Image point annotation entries
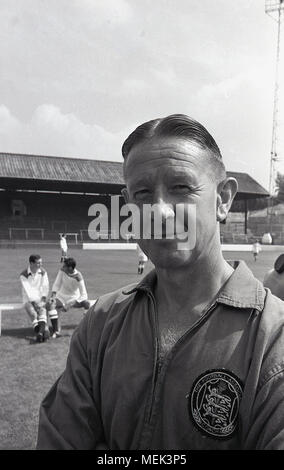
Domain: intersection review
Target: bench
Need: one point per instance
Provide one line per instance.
(18, 306)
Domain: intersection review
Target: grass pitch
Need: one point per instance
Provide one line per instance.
(29, 369)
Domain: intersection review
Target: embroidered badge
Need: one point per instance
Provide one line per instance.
(214, 402)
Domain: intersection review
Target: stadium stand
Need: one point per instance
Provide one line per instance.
(42, 196)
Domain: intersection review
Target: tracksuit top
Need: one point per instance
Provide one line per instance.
(220, 387)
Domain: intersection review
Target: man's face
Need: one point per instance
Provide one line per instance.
(36, 265)
(172, 173)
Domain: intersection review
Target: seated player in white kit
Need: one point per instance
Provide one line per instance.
(68, 291)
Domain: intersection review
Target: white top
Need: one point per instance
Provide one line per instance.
(63, 244)
(256, 248)
(34, 285)
(70, 287)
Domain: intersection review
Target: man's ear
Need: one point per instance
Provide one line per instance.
(125, 195)
(226, 193)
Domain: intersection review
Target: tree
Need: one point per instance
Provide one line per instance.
(279, 181)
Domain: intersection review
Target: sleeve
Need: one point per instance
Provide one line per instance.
(45, 285)
(69, 416)
(83, 291)
(31, 293)
(267, 430)
(57, 283)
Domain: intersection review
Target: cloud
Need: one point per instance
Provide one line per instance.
(51, 132)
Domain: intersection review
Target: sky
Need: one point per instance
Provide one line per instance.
(77, 76)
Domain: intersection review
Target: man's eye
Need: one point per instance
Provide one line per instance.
(181, 188)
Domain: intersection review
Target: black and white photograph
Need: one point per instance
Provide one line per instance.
(142, 228)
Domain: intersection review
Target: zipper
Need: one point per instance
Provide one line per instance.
(158, 365)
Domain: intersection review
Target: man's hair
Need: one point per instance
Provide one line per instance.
(34, 258)
(181, 126)
(70, 263)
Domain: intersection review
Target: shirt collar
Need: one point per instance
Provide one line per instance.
(242, 289)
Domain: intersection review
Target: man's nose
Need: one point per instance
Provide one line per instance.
(165, 208)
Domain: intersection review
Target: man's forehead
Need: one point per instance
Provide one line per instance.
(168, 151)
(167, 145)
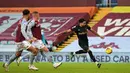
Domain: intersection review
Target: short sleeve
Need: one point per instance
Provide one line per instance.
(74, 28)
(88, 27)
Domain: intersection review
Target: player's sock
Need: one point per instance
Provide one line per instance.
(12, 58)
(80, 52)
(49, 57)
(32, 57)
(42, 53)
(26, 55)
(91, 55)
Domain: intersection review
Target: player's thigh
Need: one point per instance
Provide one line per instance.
(38, 44)
(26, 45)
(84, 46)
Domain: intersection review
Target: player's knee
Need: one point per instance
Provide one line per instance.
(35, 51)
(18, 54)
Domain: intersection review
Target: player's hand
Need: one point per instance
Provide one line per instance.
(13, 34)
(102, 37)
(34, 39)
(56, 34)
(29, 40)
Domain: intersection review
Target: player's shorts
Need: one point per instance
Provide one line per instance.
(38, 44)
(24, 45)
(84, 45)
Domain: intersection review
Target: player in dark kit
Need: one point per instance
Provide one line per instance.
(81, 32)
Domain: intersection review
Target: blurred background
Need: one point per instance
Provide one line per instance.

▸ **Brief**:
Without including any pictures, print each record exactly.

▸ **The solution**:
Domain: intersection review
Target: bench
Need: one point per instance
Provide one line per instance.
(18, 306)
Domain: intersection review
Target: grass pitch
Need: one point per instance
Provide one line per instance.
(29, 369)
Domain: intersection review
Target: embroidered badge
Need: one point per instance
Provide one line per instance.
(214, 402)
Domain: intersection review
Target: stadium stand
Need: one point per instance
Provide one line per instance.
(42, 196)
Domain: intersection review
Target: tracksuit top
Need: one point per instance
Provide one line per instance.
(220, 387)
Domain: intersection review
Target: man's face
Need: one point per instance
Provide one line per instance.
(36, 265)
(172, 173)
Domain: intersection review
Target: seated player in white kit
Need: one point per instance
Provide one line per instance.
(68, 291)
Domain: intersection review
Target: white top
Need: one point per instance
Provide one line per instance.
(63, 244)
(256, 248)
(34, 285)
(70, 287)
Domain: intersection review
Target: man's ear
Need: one point per instance
Provide one line per instance.
(125, 195)
(226, 193)
Domain: intersection review
Target: tree
Need: one point per instance
Provide one line per instance.
(279, 181)
Domain: intersection review
Target: sleeve
Need: one point per instance
Provide one line per instance.
(45, 285)
(69, 416)
(83, 291)
(31, 293)
(267, 430)
(57, 283)
Domain: intersection review
Target: cloud
Need: one point per instance
Provide one line per instance.
(51, 132)
Domain: intersection review
Target: sky
Need: one point per instance
Provide one line per instance.
(77, 76)
Domain: intersection review
Target: man's eye
Need: one point per instance
Provide one line per instance.
(181, 188)
Domain: intersection review
Target: black and white photograph
Need: one point per instance
Provide one line per instance.
(142, 228)
Domain: intersection review
Target: zipper
Need: one point per instance
Provide one line per instance.
(158, 365)
Domain: intersection review
Target: man's hair
Need: one point per instance
Provide one line per instance.
(34, 258)
(181, 126)
(70, 263)
Domain: intersection review
Target: shirt collar
Need: one point per instance
Provide one line per instance.
(242, 289)
Domain: intersection review
Target: man's nose
Need: one point per instance
Provide one line per instance.
(165, 208)
Domain: intersection review
Target: man's forehead
Need: one point per instance
Provide one line per instance.
(168, 151)
(167, 145)
Domain: intersection review
Target: short sleeve
Need: one point per instance
Provide one line per instance.
(74, 28)
(88, 27)
Domain: intersection review
Target: player's sock
Need: one point per instance
Provide one line per instance.
(12, 58)
(80, 52)
(49, 57)
(32, 57)
(42, 53)
(26, 55)
(91, 55)
Domain: intersection review
Target: player's thigh
Need: one point per instance
Provide one line per instance.
(38, 44)
(26, 45)
(84, 46)
Domain: intersection review
Target: player's knee
Need: one point per instance
Provide one line per instance.
(35, 51)
(18, 54)
Domain: intersection review
Target: player's hand
Need: one point per instance
Provide one line per instance.
(13, 34)
(102, 37)
(34, 39)
(56, 34)
(29, 40)
Domain: intersection review
Target: player's shorts
Need: one point per instance
Provide one line per instance.
(38, 44)
(24, 45)
(84, 45)
Domain: intersection review
Target: player in dark kit
Need: one point per instance
Provide one line per instance.
(81, 32)
Domain: intersection review
Target: blurred background
Need: one point per instance
Provide one line per instance.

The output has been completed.